◆ WHAT IS BEING ASKED
Please reproduce the data exactly, excluding any pictures it contains.

◆ ◆ ◆ ◆ ◆

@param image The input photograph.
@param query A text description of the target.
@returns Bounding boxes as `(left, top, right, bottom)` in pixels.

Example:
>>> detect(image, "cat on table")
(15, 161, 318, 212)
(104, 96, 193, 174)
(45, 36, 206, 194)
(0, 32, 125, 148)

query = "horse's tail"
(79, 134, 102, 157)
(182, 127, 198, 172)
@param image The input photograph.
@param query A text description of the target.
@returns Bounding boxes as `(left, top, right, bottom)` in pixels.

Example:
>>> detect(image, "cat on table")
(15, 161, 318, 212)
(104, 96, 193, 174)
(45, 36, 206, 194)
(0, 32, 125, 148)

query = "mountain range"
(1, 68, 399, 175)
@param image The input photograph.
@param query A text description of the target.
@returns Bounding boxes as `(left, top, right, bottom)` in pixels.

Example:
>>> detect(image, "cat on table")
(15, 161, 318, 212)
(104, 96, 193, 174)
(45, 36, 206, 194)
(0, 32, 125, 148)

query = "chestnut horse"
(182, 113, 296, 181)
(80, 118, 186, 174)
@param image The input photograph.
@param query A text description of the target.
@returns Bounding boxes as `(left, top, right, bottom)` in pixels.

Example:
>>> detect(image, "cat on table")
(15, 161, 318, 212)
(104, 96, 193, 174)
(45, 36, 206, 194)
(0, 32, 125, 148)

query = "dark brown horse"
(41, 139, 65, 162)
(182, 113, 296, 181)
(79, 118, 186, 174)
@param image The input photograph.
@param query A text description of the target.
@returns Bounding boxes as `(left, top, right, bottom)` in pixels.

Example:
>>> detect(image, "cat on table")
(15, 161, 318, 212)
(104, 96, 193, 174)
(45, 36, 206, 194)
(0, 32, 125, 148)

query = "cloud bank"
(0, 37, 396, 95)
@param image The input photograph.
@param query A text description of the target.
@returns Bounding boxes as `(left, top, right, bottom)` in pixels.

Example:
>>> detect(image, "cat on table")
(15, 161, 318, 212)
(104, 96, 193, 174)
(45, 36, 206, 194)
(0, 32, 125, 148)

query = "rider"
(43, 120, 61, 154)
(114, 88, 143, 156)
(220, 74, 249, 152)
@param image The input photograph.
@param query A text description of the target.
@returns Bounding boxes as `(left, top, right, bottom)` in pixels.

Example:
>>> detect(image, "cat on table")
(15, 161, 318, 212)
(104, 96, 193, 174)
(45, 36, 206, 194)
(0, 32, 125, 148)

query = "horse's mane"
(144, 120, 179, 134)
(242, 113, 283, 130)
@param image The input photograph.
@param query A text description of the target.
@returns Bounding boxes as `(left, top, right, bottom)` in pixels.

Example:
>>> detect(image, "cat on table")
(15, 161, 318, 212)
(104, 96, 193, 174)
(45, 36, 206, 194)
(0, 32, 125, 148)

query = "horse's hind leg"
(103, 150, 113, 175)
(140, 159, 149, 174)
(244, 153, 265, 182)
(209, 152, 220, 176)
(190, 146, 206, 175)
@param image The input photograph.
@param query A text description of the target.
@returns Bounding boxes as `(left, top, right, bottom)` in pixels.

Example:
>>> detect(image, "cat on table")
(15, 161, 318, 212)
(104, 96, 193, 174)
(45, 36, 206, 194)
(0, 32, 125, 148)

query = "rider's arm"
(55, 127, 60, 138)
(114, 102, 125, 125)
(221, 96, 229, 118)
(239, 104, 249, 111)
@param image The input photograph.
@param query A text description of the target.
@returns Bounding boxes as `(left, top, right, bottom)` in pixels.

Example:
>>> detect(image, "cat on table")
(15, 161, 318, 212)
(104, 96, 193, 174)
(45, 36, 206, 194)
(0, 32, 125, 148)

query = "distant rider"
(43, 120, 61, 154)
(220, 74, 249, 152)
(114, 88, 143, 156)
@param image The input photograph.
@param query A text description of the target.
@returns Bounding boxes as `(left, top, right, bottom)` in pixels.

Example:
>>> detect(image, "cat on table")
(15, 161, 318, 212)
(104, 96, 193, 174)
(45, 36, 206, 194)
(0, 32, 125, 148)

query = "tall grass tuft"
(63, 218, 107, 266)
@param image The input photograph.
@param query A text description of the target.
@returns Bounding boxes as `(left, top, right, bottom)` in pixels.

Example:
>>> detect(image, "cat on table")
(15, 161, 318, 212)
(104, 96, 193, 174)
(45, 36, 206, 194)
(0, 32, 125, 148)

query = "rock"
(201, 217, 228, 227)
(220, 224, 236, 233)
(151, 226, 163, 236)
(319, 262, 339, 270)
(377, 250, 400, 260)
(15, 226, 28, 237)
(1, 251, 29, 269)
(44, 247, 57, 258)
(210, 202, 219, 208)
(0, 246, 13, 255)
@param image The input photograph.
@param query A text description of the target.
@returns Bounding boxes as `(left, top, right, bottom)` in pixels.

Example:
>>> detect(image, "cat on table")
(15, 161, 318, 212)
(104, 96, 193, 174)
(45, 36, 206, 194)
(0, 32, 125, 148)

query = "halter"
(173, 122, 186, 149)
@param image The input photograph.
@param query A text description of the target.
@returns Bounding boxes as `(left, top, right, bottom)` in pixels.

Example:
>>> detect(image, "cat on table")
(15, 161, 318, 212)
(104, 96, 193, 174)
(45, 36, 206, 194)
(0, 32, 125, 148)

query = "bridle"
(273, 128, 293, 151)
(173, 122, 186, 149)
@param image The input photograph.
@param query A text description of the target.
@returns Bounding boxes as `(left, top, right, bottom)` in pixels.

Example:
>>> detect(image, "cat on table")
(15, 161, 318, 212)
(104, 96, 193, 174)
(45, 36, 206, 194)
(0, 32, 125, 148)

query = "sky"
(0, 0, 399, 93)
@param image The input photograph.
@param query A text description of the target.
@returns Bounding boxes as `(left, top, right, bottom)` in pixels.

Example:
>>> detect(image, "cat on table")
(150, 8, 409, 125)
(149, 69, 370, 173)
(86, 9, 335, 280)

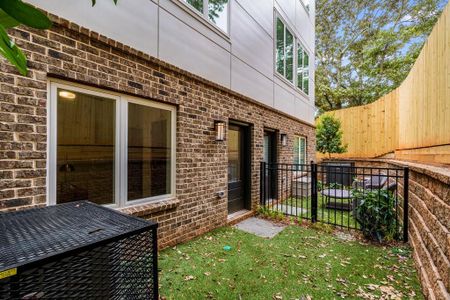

◆ ◆ ◆ ◆ ◆

◆ COMPLETED EXERCISE
@param image The input photograph.
@param query A text description of the target.
@returns Bounding boxes as `(left, top, right, bottom)` in pixels.

Example:
>>> detect(image, "cat on table")
(15, 161, 318, 212)
(104, 96, 193, 174)
(45, 36, 206, 194)
(0, 32, 125, 148)

query = "horse's tail"
(79, 134, 102, 157)
(182, 127, 198, 172)
@param image The input photograph.
@param query A text description of the target.
@returns Bounding boxes as `(left, top, right, bottom)` in pixels.

Example:
>>> detect(image, "cat on table")
(15, 161, 318, 212)
(104, 96, 193, 174)
(45, 36, 206, 194)
(0, 32, 125, 148)

query = "mountain range"
(1, 68, 399, 175)
@param image The input photograph.
@param query A text description of the target.
@returns Bounding boxes as `(left, top, right, bottom)` in pixels.

Example:
>>> detect(image, "cat on table")
(15, 161, 318, 212)
(104, 96, 193, 174)
(45, 36, 206, 194)
(0, 32, 125, 148)

query = "chestnut horse"
(182, 113, 296, 181)
(80, 118, 186, 174)
@param image The input photograph.
@param query A text description of the target.
@returns Bounding boxes as `(left, top, right, bottom)` in pixels.

Example:
>>> detect(image, "cat on table")
(15, 161, 318, 212)
(104, 96, 193, 174)
(45, 36, 206, 194)
(0, 32, 125, 148)

query = "dark brown horse"
(41, 139, 65, 162)
(182, 113, 296, 181)
(79, 118, 186, 174)
@param image The input photograph.
@param query A text description of the target.
@returns Bounding boxes as `(left, top, right, bottom)` in pixels.

Example:
>>> detect(image, "cat on table")
(15, 161, 318, 212)
(104, 96, 193, 174)
(45, 36, 206, 194)
(0, 32, 125, 148)

query = "cloud bank"
(0, 37, 396, 95)
@param image The input photograph.
@param query A text description of the target.
@returns Bounding boxes as `(left, top, right, bottom)` in pixels.

Example:
>>> detect(image, "cat on table")
(15, 161, 318, 212)
(104, 96, 193, 174)
(45, 36, 206, 194)
(0, 32, 125, 148)

query = "rider"
(43, 120, 61, 154)
(114, 88, 143, 156)
(220, 74, 249, 152)
@param image The input photograph.
@param query A text description of the target.
@returns Bounding boxes as `(left, top, right, bottom)` in pixels.

Example:
>>> detect(image, "cat on table")
(15, 161, 318, 212)
(104, 96, 193, 174)
(45, 36, 206, 194)
(0, 32, 125, 148)

query = "horse's mane"
(144, 120, 179, 134)
(242, 113, 283, 130)
@param image The input photograph.
@param query A text description of the target.
@returns Bounding boxes as `(left, top, right, bottom)` in pixels.

Example:
>>> detect(image, "cat on table")
(15, 161, 318, 212)
(104, 96, 193, 174)
(45, 36, 206, 194)
(0, 32, 125, 148)

query = "horse's hind leg"
(103, 150, 113, 175)
(140, 159, 149, 174)
(244, 153, 265, 182)
(209, 152, 220, 176)
(190, 146, 206, 175)
@param image The input photograph.
@param query A text description of the target.
@returns Bounding boxes as `(left, top, right, bottom)` in pixels.

Example:
>>> detect(image, "cat on table")
(15, 161, 318, 212)
(104, 96, 193, 174)
(45, 36, 206, 194)
(0, 32, 125, 148)

query = "rider's arm"
(55, 127, 60, 138)
(114, 102, 125, 125)
(221, 96, 229, 118)
(239, 104, 249, 111)
@param image The input photograph.
@param query A text description of the target.
@returns Bounding boxes as `(left, top, right, bottom)` in pixels.

Example:
>>> detect(image, "cat on table")
(15, 161, 318, 212)
(104, 96, 193, 174)
(45, 36, 206, 194)
(0, 32, 125, 148)

query = "distant rider"
(43, 120, 61, 154)
(220, 74, 249, 152)
(114, 88, 143, 156)
@param image The input photograph.
@param query A text description of the target.
@returns Bounding boxes as `(left, top, right, bottom)` in pixels.

Example:
>>> detect(image, "cat on table")
(15, 161, 318, 212)
(104, 96, 193, 174)
(45, 36, 206, 194)
(0, 32, 125, 148)

query = "tall grass tuft"
(63, 218, 107, 266)
@param image The input photograph.
@param query A text description of the target.
@returns Bounding boxes as `(left, top, right, bottom)` in pixels.

Example:
>>> detect(image, "cat on table")
(15, 161, 318, 212)
(104, 96, 193, 174)
(45, 36, 206, 194)
(0, 32, 125, 148)

query = "rock"
(201, 217, 228, 227)
(220, 224, 236, 233)
(151, 226, 163, 236)
(319, 262, 339, 270)
(377, 250, 400, 260)
(15, 226, 28, 237)
(1, 251, 29, 269)
(44, 247, 57, 258)
(210, 202, 219, 208)
(0, 246, 13, 255)
@param image The input photograph.
@param query A text description of the target.
@returns Bounding boxes as `(left, top, right, bottom)` in pixels.

Example:
>>> detect(image, "cat on table")
(15, 161, 318, 212)
(104, 96, 193, 174)
(45, 36, 206, 194)
(0, 32, 125, 148)

query = "halter"
(173, 122, 186, 149)
@param image The input photograph.
@param query A text description of the target.
@returns Bounding boxes as `(left, top, right, bottom)` in pixels.

Example:
>>> detect(image, "cat on table")
(15, 161, 318, 212)
(104, 96, 193, 174)
(45, 36, 206, 194)
(0, 32, 125, 148)

query = "bridle"
(273, 128, 293, 151)
(173, 122, 186, 149)
@param image The input photograph.
@param query A text description of the target.
@returns Bounding boxes as `(left, top, right, bottom)` in pixels.

Example:
>>> detect(image, "cat on table")
(15, 161, 318, 212)
(104, 96, 193, 174)
(45, 36, 206, 194)
(0, 32, 125, 148)

query = "sky"
(0, 0, 399, 93)
@param image The input photograph.
@param query A text description of the target.
@returns Bounding boxes as `(left, top, right, bottom)` in pixels.

Example:
>>> detect(image, "cat on table")
(150, 8, 409, 125)
(149, 69, 370, 173)
(86, 9, 335, 280)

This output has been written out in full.